DATA SHOWN:
-------

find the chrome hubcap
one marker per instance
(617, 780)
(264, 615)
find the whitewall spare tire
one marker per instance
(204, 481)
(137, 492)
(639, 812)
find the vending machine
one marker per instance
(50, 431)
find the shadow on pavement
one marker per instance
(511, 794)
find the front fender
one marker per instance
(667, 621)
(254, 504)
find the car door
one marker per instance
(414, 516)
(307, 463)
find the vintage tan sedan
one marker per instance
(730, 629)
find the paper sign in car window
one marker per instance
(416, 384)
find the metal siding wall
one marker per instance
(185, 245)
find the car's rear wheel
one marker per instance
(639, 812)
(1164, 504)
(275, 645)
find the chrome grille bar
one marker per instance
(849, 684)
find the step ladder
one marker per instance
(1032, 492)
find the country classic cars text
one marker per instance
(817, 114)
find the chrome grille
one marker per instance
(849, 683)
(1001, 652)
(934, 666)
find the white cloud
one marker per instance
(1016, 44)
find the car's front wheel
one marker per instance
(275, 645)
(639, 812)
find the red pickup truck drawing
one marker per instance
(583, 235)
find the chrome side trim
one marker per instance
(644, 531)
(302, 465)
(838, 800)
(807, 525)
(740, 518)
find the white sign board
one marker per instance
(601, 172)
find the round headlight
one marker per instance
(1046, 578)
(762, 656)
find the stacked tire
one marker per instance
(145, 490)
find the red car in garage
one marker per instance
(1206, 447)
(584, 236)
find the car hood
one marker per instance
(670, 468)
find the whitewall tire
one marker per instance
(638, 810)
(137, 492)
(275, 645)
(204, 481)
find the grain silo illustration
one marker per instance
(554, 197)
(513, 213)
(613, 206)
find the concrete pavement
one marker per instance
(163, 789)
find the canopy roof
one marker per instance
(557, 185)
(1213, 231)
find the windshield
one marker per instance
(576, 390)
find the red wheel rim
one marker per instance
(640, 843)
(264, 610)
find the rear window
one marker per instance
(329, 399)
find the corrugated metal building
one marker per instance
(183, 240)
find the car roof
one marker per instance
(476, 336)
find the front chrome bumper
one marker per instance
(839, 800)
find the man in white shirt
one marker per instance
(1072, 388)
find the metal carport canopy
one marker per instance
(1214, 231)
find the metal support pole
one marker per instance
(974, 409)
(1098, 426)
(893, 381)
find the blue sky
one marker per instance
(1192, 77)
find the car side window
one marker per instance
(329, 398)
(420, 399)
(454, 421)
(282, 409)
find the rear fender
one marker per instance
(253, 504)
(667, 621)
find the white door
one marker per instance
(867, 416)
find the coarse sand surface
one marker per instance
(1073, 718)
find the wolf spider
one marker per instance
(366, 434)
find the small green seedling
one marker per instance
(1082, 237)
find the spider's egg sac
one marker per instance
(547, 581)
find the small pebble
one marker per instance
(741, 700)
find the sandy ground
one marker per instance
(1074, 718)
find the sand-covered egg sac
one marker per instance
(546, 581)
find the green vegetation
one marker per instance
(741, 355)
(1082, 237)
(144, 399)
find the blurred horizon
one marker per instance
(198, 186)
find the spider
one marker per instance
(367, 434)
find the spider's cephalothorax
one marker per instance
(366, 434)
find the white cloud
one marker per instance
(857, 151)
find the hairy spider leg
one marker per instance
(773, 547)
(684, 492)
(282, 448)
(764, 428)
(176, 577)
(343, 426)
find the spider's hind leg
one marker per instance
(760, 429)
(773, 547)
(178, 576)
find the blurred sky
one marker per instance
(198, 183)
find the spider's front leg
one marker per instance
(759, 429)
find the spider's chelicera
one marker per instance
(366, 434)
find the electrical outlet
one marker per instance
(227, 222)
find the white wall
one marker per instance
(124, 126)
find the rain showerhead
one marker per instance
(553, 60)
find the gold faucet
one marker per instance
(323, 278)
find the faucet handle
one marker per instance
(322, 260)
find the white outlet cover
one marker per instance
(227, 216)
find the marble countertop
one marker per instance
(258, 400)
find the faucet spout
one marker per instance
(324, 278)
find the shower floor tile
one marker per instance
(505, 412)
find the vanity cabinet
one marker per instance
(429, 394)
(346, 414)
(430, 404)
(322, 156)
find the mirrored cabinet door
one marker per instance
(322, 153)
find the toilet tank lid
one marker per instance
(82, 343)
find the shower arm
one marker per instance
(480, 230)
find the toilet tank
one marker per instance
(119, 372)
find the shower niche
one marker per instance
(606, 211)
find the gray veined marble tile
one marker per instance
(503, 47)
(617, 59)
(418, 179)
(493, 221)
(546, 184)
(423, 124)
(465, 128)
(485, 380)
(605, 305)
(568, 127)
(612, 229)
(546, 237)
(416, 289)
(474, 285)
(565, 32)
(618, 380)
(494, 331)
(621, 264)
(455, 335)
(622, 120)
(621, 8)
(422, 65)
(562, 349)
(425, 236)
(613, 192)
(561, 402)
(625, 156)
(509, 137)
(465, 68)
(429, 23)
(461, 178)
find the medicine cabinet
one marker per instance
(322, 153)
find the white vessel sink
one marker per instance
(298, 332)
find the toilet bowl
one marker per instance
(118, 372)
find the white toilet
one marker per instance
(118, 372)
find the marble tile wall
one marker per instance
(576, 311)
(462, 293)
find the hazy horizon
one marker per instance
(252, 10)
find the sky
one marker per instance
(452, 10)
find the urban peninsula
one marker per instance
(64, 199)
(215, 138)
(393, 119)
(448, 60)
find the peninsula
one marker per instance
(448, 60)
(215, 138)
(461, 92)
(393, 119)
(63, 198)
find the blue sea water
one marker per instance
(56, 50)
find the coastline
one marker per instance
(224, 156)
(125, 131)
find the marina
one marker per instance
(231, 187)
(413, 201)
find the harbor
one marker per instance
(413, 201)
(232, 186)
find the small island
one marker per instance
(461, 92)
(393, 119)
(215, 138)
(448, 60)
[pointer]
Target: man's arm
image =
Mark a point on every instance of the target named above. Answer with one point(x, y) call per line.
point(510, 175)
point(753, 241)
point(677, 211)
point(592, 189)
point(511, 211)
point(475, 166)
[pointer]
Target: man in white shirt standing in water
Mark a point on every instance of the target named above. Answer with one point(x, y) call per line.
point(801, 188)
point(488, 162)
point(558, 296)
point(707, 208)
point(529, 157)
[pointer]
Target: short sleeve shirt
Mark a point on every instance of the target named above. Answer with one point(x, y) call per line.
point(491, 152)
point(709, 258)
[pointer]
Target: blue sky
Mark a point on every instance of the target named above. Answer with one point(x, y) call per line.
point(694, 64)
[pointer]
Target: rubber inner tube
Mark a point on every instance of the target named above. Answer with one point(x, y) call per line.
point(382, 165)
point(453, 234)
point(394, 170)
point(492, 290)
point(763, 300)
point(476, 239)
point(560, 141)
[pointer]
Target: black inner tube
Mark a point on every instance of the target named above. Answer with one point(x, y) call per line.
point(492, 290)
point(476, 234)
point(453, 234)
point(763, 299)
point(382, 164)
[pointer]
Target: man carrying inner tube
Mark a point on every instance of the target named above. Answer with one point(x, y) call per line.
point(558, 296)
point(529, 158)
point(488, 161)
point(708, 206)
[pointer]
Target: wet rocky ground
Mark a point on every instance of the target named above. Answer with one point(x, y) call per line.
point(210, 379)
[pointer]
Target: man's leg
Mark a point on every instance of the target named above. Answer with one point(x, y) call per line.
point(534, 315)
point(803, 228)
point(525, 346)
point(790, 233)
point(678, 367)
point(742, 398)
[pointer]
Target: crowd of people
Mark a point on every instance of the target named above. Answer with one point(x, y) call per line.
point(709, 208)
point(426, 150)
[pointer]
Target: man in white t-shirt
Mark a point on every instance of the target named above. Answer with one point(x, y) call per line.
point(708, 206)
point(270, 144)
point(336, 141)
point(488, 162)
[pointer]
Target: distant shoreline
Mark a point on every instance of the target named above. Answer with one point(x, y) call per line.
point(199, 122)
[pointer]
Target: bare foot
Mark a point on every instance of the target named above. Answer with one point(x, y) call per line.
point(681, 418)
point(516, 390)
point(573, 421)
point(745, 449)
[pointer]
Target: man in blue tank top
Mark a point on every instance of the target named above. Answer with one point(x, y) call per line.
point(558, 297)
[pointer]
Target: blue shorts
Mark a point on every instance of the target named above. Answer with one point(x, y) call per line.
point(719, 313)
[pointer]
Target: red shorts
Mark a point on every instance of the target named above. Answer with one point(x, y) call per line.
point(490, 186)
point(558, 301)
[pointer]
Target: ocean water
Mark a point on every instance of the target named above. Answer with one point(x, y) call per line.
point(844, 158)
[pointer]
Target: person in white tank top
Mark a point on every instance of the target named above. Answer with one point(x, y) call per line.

-------

TASK DETAILS:
From the rows above, pull out each line that contains the string "chrome". Case counts.

SOLUTION BELOW:
find the chrome hubcap
find the chrome grille bar
find the chrome grille
find the chrome side trim
find the front chrome bumper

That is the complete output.